Text segment:
=======

As a final example, "full restitution from the convicted offender" became a ight to "an order of restitution from the convicted offender" in the belief that the Constitution should only make promises on which it can deliver, here, the order of restitution, not its payment.

Sensing and Fighting Impasse

Hidden within the language of the redraft are points of contention between the Senate sponsors and the principle negotiators at the Justice Department. The Justice officials appeared to want to limit the rights just to victims of violent crime, and not permit Congress and the states to extend them over time to victims of property crimes, as the sponsors proposed. Second, the Justice officials evidently wanted to expand the list of decisions victims could not overturn, after their rights had been violated, to include a plea bargain or sentence. And third, the officials seemed to want to apply any "unreasonable delay" rule just to stage between charging and trial, not to the appeals process.

=======

Given information:

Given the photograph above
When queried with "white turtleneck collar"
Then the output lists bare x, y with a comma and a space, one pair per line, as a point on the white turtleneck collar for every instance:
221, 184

=======

Problems to work on:
a – In the victims' rights amendment text, which victims did the Justice officials appear to want to limit the rights to?
b – Please pick up the victims' rights amendment text after its final sentence and keep writing it.

Answers for the tasks:
a – Victims of violent crime.

b –
Given the reluctance of the Justice Department staff to state their views in writing, one must be tentative in describing them. Yet the reports from the discussions convinced a number of the NV-CAN members that the talks were at an impasse on these three issues (and unresolved on several lesser ones). Distressed at the Department's positions, the amendment supporters decided to seek a meeting with the Attorney General, whom they consider a friend and an ally, and who heretofore had not joined in the group discussions.

On August 30, through joint letters from NOVA Executive Director Young and NV-CAN Co-Chair Roberta Roper, the supporters made that request. Ms. Reno accepted, and the meeting was held on September 10.

In addition to the meeting's requestors, the NV-CAN representatives included Tom Howarth, MADD's Washington representative, attorney Jay Howell, National Victim Center Acting Director David Beatty, NOVA Deputy Director John Stein, and, by speakerphone, Steve Twist, NV-CAN's representative in the earlier discussions. Also present were about two dozen Justice Department officials and staff.

While the meeting was designed to reaffirm NV-CAN's support of the Senate sponsors' position on the three points at impasse, the Attorney General also used the occasion to probe how the states which had similar amendments were tackling the same issues. As the Department's lead prober into the jurisprudential and practical ramifications of any amendment language, Ms. Reno did not voice a position on any of the three points of contention except to hint in her questions that it would not be wise to limit the reach of the amendment just to violent crime victims - a viewpoint expressed less obliquely in a later meeting with the Senate sponsors.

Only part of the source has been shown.